REQUIRED TASK
Type out the complete listing below word for word, without its pictures.

══════

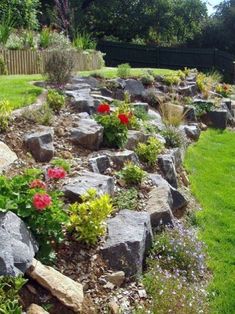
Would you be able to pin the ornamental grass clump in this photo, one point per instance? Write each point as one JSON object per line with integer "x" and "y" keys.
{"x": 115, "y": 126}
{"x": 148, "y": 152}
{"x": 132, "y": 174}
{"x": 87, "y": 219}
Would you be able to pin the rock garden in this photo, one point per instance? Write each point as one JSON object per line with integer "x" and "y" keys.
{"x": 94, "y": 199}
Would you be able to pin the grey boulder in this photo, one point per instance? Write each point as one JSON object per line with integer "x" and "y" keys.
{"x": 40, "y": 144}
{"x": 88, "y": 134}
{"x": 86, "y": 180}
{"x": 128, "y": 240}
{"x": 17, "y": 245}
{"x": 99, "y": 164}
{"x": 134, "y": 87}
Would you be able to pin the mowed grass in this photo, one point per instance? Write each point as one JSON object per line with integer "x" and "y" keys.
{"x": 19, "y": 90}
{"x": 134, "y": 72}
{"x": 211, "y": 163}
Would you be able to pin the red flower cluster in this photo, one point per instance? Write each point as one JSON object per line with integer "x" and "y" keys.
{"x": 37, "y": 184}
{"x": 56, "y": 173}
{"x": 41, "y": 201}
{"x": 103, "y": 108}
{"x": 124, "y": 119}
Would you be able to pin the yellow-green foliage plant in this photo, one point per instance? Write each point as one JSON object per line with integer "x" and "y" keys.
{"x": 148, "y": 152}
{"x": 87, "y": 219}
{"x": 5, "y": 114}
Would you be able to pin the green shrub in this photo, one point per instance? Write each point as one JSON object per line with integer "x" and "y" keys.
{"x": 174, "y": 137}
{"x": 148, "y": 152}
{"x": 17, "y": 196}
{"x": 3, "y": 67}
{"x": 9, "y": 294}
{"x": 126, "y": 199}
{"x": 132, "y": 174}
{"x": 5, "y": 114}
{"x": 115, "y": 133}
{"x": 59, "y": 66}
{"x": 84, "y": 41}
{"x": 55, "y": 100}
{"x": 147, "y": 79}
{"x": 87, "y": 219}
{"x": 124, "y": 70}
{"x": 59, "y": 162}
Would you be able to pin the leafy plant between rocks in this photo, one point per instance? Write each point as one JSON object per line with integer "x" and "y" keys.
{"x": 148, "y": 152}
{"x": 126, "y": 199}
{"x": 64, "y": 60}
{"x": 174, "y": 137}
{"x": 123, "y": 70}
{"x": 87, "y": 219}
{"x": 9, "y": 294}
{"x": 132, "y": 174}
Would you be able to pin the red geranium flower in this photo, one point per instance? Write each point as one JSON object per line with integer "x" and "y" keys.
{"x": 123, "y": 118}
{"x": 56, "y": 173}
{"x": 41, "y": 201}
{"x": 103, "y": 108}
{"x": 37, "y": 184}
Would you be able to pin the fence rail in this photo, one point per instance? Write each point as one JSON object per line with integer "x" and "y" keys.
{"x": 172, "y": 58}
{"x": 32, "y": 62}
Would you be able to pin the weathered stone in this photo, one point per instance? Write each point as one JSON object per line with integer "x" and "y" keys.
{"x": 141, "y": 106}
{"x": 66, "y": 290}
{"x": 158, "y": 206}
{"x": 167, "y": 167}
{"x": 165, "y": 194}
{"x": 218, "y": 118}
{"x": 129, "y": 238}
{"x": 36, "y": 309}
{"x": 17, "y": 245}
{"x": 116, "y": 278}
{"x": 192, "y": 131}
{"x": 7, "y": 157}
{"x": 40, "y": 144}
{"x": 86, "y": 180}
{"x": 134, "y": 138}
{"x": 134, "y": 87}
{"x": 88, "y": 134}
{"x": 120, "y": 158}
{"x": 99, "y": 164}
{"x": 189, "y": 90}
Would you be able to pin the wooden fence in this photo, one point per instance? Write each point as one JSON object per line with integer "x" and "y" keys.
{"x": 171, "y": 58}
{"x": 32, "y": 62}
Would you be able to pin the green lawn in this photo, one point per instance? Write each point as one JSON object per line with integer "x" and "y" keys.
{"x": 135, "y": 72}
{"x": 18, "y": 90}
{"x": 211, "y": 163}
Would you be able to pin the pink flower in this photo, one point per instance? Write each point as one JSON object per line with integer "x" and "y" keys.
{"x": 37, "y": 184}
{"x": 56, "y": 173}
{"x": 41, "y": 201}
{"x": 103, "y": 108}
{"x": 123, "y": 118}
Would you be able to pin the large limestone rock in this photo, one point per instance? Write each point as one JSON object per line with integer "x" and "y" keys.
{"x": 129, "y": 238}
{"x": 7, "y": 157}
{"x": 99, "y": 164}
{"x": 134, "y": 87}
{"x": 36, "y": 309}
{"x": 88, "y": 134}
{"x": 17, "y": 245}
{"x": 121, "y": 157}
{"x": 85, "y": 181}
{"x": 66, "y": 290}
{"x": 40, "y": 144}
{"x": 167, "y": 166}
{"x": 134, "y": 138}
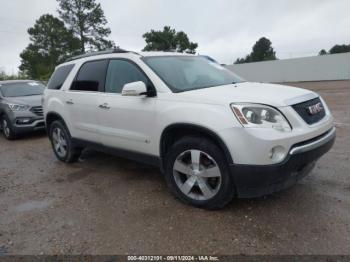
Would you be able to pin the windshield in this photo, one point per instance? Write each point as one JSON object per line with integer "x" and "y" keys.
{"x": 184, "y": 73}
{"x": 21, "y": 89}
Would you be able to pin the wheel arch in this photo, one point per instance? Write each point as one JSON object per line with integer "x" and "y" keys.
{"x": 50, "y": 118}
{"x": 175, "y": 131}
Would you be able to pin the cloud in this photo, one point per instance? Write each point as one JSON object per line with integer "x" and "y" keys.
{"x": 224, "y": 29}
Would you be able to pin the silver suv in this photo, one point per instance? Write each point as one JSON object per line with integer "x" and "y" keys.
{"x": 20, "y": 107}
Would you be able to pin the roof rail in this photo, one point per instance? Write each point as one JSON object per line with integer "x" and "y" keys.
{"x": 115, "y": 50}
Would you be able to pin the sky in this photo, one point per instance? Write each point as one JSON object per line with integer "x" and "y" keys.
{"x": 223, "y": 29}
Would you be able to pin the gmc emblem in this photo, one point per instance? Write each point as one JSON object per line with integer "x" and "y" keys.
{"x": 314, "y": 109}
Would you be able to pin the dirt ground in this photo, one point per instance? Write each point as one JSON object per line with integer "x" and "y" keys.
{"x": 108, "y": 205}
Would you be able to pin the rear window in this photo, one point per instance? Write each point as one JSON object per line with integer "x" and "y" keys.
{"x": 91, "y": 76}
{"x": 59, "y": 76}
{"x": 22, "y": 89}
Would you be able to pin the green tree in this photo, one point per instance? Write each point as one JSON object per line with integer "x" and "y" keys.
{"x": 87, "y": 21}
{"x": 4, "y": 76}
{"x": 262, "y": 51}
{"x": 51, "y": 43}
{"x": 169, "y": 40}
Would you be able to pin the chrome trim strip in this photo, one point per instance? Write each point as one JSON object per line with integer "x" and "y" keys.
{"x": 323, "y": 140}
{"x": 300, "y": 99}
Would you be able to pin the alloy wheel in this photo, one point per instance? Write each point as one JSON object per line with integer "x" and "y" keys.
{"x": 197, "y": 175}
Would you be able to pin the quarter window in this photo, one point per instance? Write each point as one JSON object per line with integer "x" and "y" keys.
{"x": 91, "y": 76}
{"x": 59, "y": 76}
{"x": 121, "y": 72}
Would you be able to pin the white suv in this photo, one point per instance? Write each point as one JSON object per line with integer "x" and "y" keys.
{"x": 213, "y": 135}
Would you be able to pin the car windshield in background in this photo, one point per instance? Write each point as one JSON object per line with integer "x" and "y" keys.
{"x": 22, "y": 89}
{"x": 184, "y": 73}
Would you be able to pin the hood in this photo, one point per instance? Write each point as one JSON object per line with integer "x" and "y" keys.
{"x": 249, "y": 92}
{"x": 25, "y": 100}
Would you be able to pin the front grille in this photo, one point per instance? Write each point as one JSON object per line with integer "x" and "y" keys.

══════

FULL RESPONSE
Would you be able to pin the ornamental grass clump in this photo, one point per instance? Write each point as one JSON object per line with integer "x" and "y" keys.
{"x": 115, "y": 126}
{"x": 148, "y": 152}
{"x": 132, "y": 174}
{"x": 87, "y": 219}
Would you be able to pin the rock garden in this photo, one point per instance? Write each point as one JSON object per line with integer "x" and "y" keys.
{"x": 94, "y": 199}
Would you be able to pin the grey boulder in this photo, one point per instance? Write each point as one JSON object per line with integer "x" and "y" keys.
{"x": 40, "y": 144}
{"x": 88, "y": 134}
{"x": 86, "y": 180}
{"x": 128, "y": 240}
{"x": 17, "y": 245}
{"x": 99, "y": 164}
{"x": 134, "y": 87}
Would you be able to pin the mowed grass in this photo, one point per instance? Write each point as one JSON object per line with integer "x" and "y" keys.
{"x": 19, "y": 90}
{"x": 134, "y": 72}
{"x": 211, "y": 163}
Would you be able to pin the red flower cluster in this photo, one point per instance? Write each point as one JSON object per line with integer "x" and "y" keys.
{"x": 37, "y": 184}
{"x": 56, "y": 173}
{"x": 41, "y": 201}
{"x": 103, "y": 108}
{"x": 124, "y": 119}
Would you be able to pin the yellow-green foliage plant in this photo, one point per instance? Write each point as one JSON object per line with integer "x" and "y" keys.
{"x": 148, "y": 152}
{"x": 87, "y": 219}
{"x": 5, "y": 114}
Would you be able to pin the green shrub in this photo, one point per instance? Write each point as one JSON object per line with integer "x" and "y" keys.
{"x": 174, "y": 137}
{"x": 148, "y": 152}
{"x": 17, "y": 196}
{"x": 3, "y": 67}
{"x": 9, "y": 294}
{"x": 126, "y": 199}
{"x": 132, "y": 174}
{"x": 5, "y": 114}
{"x": 115, "y": 133}
{"x": 59, "y": 66}
{"x": 84, "y": 41}
{"x": 55, "y": 100}
{"x": 147, "y": 79}
{"x": 87, "y": 219}
{"x": 124, "y": 70}
{"x": 59, "y": 162}
Would you be able to pin the leafy plant between rocks in this photo, one point per instance? Write each point as one JSON object per line with integer "x" and "y" keys.
{"x": 148, "y": 152}
{"x": 126, "y": 199}
{"x": 64, "y": 60}
{"x": 174, "y": 137}
{"x": 123, "y": 70}
{"x": 87, "y": 219}
{"x": 9, "y": 294}
{"x": 132, "y": 174}
Would you be able to pin the red geranium flower in this photo, one point per instance? Write each point as one JSON object per line with integer "x" and "y" keys.
{"x": 123, "y": 118}
{"x": 56, "y": 173}
{"x": 41, "y": 201}
{"x": 103, "y": 108}
{"x": 37, "y": 184}
Would you be able to pin the fence rail in this photo, one point per instance? Write each point as one JSON object per line with integer "x" and "y" keys.
{"x": 172, "y": 58}
{"x": 32, "y": 62}
Would you be able to pin the weathered stone in this photo, one point per instance? Write each point as one JSON object per line with integer "x" and "y" keys.
{"x": 141, "y": 106}
{"x": 66, "y": 290}
{"x": 158, "y": 206}
{"x": 167, "y": 167}
{"x": 165, "y": 194}
{"x": 218, "y": 118}
{"x": 129, "y": 238}
{"x": 36, "y": 309}
{"x": 17, "y": 245}
{"x": 116, "y": 278}
{"x": 192, "y": 131}
{"x": 7, "y": 157}
{"x": 40, "y": 144}
{"x": 86, "y": 180}
{"x": 134, "y": 138}
{"x": 134, "y": 87}
{"x": 88, "y": 134}
{"x": 120, "y": 158}
{"x": 99, "y": 164}
{"x": 189, "y": 90}
Would you be able to pin the wooden fence in this photo, one point per instance? Write each point as one JSON object per line with integer "x" and "y" keys.
{"x": 171, "y": 58}
{"x": 32, "y": 62}
Would you be able to pin the green lawn in this photo, one point per instance? Write each point as one JSON object per line with integer "x" and "y" keys.
{"x": 135, "y": 72}
{"x": 18, "y": 90}
{"x": 211, "y": 163}
Would you be able to pin the pink flower in this photo, one point per instance? Write each point as one JSON object per line with integer "x" and "y" keys.
{"x": 37, "y": 184}
{"x": 56, "y": 173}
{"x": 41, "y": 201}
{"x": 103, "y": 108}
{"x": 123, "y": 118}
Would you be able to pin the large limestone rock in this photo, one point per instance? Write each point as one JSON object per line with integer "x" and "y" keys.
{"x": 129, "y": 238}
{"x": 7, "y": 157}
{"x": 99, "y": 164}
{"x": 134, "y": 87}
{"x": 36, "y": 309}
{"x": 88, "y": 134}
{"x": 17, "y": 245}
{"x": 121, "y": 157}
{"x": 85, "y": 181}
{"x": 66, "y": 290}
{"x": 40, "y": 144}
{"x": 167, "y": 166}
{"x": 134, "y": 138}
Would you be able to pin the windshield in this photo, one point per instance? Write each point as one JSON object per line with integer "x" and "y" keys.
{"x": 184, "y": 73}
{"x": 21, "y": 89}
Would you be able to pin the wheel arch in this photo, one point per instance? Write each point as one JSON object per line with integer "x" and "y" keys.
{"x": 50, "y": 118}
{"x": 175, "y": 131}
Would you be able to pin the cloud in this photo, one point per instance? Write each point as one JSON object per line with integer "x" and "y" keys.
{"x": 224, "y": 29}
Would you be able to pin the silver suv in this photo, one point per instance? Write each point as one JSON object per line with integer "x" and "y" keys.
{"x": 20, "y": 107}
Would you be able to pin the roof rail in this photo, one point per instance? Write each point as one JSON object per line with integer "x" and "y" keys.
{"x": 115, "y": 50}
Would you be able to pin the sky in this photo, one point per instance? Write each point as one JSON object per line with integer "x" and "y" keys.
{"x": 223, "y": 29}
Would you be able to pin the gmc emblem in this photo, one point per instance? Write each point as one JSON object per line with integer "x" and "y" keys.
{"x": 314, "y": 109}
Would you be able to pin the dirt ground in this photo, one point per instance? Write each point as one JSON object per line with integer "x" and "y" keys.
{"x": 108, "y": 205}
Would you be able to pin the rear window in this photo, one point per instance? Write each point as one JSON object per line with integer "x" and "y" keys.
{"x": 91, "y": 76}
{"x": 59, "y": 76}
{"x": 22, "y": 89}
Would you be able to pin the green tree in this photo, one point per instance? Write each point as one JSON object per line with integer "x" and "y" keys.
{"x": 87, "y": 21}
{"x": 4, "y": 76}
{"x": 262, "y": 51}
{"x": 51, "y": 43}
{"x": 169, "y": 40}
Would you be able to pin the chrome trim strip in this photo, one point per instance? Write each point as one JSON object per line with integer "x" and "y" keys.
{"x": 323, "y": 140}
{"x": 300, "y": 99}
Would you be able to pin the alloy wheel in this photo, one point per instance? Write each point as one JSON object per line with integer "x" and "y" keys.
{"x": 197, "y": 175}
Would you be able to pin the quarter window in this photo, one point per instance? Write each point as one JSON object per line with integer "x" and "y" keys.
{"x": 91, "y": 76}
{"x": 59, "y": 76}
{"x": 121, "y": 72}
Would you be able to pin the white suv in this photo, one point per instance? Write each point as one JSON object per line with integer "x" and "y" keys.
{"x": 213, "y": 135}
Would you be able to pin the car windshield in background in this photo, one point per instance? Write each point as one JSON object per line with integer "x" and "y" keys.
{"x": 22, "y": 89}
{"x": 184, "y": 73}
Would you be able to pin the hood in this photo, one point per instance? Write each point as one JSON object per line with integer "x" and "y" keys.
{"x": 249, "y": 92}
{"x": 25, "y": 100}
Would you be able to pin the front grille in this photo, one point per instance? Write each point as one JSON object per line with integer "x" and "y" keys.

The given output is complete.